● Text zur Prüfung
◆ ◆ ◆ ◆ ◆

Richter 10 – Zwei kleinere Richter und mehr Unterdrückung

A. Zwei ‚kleine‘ Richter

1. Tola

Richter 10, 1-2

Richter 10, 1-2
Und nach Abimelech stand Tola auf, ein Sohn Puas, des Sohnes Dodos, ein Mann von Issaschar, um Israel zu retten. Und er wohnte in Schamir auf dem Bergland Ephraim. Und er richtete Israel 23 Jahre lang. Danach starb er und wurde in Schamir begraben.

  1. Tola stand auf um Israel zu retten: Über den Werdegang des Richters Tola wird uns nicht viel berichtet, nur dass sein Dienst als Richter relativ lange andauerte (dreiundzwanzig Jahre).

2. Jair

Richter 10, 3-5

Richter 10, 3-5
Nach ihm stand Jair, ein Gileaditer, auf und richtete Israel 22 Jahre lang. Er hatte 30 Söhne, die auf 30 Eselsfüllen ritten, und sie besaßen 30 Städte, die heißen »Dörfer Jairs« bis zu diesem Tag und liegen im Land Gilead. Und Jair starb und wurde in Kamon begraben.

◆ ◆ ◆ ◆ ◆

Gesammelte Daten
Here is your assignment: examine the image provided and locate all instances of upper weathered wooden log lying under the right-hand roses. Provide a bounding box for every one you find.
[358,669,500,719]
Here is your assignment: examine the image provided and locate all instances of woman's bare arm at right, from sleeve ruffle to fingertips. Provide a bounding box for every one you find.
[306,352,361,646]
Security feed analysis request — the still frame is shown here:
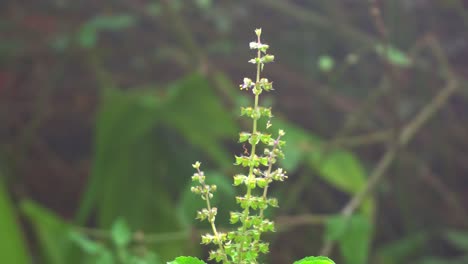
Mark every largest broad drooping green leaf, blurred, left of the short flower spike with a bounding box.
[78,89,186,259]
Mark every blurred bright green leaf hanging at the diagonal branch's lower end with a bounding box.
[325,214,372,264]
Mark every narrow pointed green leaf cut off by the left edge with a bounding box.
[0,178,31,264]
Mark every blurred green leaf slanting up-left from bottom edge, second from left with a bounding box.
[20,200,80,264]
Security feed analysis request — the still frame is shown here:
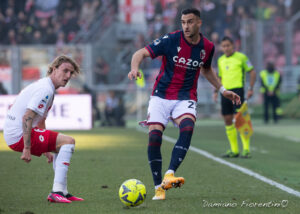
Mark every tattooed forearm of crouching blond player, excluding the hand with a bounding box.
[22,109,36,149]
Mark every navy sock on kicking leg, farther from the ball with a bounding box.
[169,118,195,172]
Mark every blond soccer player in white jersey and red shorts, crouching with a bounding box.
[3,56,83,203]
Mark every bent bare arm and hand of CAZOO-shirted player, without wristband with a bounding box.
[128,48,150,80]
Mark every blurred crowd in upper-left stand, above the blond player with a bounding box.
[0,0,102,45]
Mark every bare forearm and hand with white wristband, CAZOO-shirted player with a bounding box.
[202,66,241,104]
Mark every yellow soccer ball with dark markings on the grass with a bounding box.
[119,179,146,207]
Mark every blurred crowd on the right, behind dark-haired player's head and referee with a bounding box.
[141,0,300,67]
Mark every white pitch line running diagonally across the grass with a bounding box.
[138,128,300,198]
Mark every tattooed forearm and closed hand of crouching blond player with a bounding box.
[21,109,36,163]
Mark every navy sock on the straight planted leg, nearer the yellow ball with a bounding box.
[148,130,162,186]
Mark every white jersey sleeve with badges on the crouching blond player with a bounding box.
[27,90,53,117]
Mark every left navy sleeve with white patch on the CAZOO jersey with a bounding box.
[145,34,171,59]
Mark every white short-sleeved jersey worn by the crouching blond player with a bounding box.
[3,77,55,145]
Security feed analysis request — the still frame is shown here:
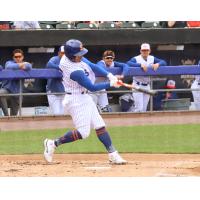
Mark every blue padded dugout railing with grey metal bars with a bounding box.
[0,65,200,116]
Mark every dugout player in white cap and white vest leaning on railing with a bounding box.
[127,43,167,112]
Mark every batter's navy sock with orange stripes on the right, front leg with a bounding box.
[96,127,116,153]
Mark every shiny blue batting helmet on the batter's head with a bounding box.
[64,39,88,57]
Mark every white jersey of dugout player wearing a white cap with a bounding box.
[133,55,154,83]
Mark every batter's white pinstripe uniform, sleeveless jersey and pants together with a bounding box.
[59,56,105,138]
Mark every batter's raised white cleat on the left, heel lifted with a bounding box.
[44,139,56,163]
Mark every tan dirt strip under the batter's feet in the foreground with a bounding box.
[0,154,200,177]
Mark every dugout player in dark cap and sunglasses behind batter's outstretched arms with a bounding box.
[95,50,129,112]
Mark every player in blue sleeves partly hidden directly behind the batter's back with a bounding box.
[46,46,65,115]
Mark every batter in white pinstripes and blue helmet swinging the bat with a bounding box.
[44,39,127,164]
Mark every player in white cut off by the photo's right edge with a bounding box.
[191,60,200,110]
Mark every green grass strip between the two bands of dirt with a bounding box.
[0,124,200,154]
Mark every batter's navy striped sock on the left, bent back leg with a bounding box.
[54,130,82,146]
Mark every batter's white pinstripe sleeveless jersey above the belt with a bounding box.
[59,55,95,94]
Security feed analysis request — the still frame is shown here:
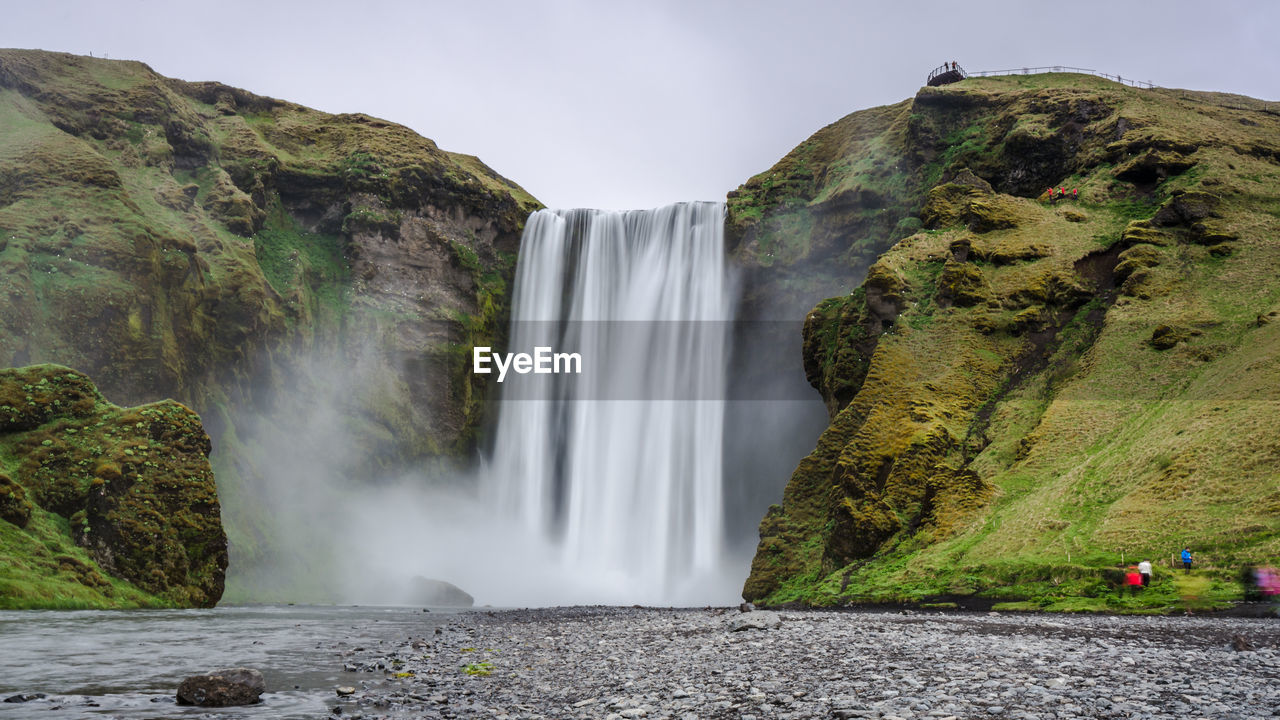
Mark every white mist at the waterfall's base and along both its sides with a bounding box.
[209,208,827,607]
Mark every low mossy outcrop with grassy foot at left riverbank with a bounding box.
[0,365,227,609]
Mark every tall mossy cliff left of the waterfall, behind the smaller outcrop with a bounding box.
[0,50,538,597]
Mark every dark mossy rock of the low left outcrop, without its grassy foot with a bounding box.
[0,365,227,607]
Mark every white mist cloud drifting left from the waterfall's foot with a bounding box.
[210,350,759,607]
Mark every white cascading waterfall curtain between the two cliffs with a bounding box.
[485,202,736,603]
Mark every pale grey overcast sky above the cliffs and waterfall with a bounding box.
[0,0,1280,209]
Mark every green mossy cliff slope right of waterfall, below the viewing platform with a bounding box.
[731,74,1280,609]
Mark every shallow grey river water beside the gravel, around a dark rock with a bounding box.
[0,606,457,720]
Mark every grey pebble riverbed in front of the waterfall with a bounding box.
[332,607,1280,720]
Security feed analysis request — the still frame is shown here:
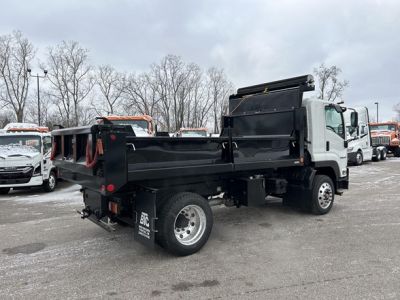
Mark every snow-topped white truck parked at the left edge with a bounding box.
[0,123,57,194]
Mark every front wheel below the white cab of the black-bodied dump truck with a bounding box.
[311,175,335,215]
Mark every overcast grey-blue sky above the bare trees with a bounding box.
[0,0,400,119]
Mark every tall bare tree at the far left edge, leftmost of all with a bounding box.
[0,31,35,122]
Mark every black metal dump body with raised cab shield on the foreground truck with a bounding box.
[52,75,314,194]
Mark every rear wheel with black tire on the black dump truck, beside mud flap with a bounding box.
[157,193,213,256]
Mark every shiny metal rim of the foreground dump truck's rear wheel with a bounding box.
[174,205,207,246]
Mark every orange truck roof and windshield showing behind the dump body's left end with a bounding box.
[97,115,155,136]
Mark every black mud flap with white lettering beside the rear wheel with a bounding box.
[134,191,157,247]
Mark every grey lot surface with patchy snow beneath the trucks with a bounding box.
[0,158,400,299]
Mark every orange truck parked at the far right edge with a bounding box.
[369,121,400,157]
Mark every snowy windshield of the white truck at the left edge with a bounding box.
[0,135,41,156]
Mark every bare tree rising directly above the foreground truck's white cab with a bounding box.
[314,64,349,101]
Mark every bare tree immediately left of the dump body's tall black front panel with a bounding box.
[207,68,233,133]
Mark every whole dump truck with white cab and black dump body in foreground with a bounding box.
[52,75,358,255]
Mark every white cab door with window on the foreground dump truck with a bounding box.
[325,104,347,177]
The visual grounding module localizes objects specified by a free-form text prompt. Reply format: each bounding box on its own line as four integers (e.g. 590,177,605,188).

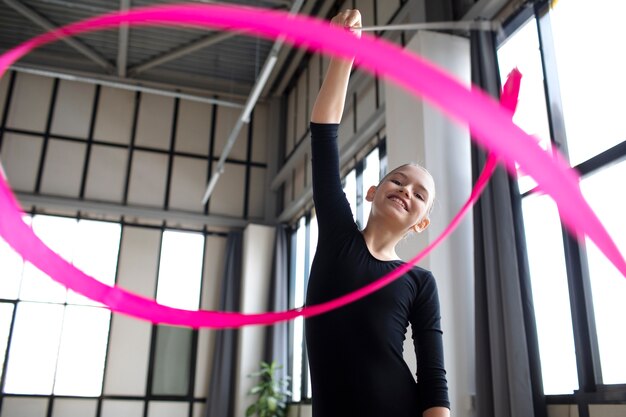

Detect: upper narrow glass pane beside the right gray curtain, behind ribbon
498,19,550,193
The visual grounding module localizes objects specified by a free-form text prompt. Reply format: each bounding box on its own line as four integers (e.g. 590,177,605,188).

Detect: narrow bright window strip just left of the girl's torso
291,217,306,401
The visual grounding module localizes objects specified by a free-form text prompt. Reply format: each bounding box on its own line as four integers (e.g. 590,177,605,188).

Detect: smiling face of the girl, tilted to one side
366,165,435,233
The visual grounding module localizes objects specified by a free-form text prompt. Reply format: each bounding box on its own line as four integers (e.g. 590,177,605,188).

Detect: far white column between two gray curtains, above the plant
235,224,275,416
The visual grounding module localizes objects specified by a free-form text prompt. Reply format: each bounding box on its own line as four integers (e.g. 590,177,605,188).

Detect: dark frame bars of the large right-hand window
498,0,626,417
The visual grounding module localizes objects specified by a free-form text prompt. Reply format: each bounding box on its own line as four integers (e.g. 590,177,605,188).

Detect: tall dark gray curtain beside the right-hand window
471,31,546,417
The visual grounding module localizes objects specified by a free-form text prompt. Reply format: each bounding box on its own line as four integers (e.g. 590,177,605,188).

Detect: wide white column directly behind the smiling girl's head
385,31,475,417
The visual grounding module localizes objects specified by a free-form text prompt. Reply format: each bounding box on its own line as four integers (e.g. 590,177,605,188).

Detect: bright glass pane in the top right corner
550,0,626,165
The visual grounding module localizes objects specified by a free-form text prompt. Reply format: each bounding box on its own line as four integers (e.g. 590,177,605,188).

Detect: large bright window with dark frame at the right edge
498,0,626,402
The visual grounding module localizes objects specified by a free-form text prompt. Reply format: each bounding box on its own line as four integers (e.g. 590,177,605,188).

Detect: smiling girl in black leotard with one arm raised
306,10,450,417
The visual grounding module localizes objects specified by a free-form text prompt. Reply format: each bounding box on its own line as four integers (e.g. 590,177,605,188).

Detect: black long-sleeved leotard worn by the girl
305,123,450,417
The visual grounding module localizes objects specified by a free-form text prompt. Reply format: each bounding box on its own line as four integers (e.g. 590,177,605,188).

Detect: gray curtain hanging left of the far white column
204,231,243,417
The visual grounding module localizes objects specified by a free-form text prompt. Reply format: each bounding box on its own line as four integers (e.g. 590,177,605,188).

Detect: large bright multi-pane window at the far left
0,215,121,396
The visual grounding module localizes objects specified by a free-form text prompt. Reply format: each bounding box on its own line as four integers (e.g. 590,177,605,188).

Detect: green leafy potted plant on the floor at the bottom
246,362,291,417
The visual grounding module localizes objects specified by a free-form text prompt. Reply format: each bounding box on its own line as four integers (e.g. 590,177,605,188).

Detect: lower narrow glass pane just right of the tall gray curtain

◆ ◆ ◆ ◆ ◆

Wie viele Jahre richtete Tola Israel laut dem Text zu Richter 10? Bitte stütze dich ausschließlich auf den Text zu Richter 10.

● Antwort
23 Jahre.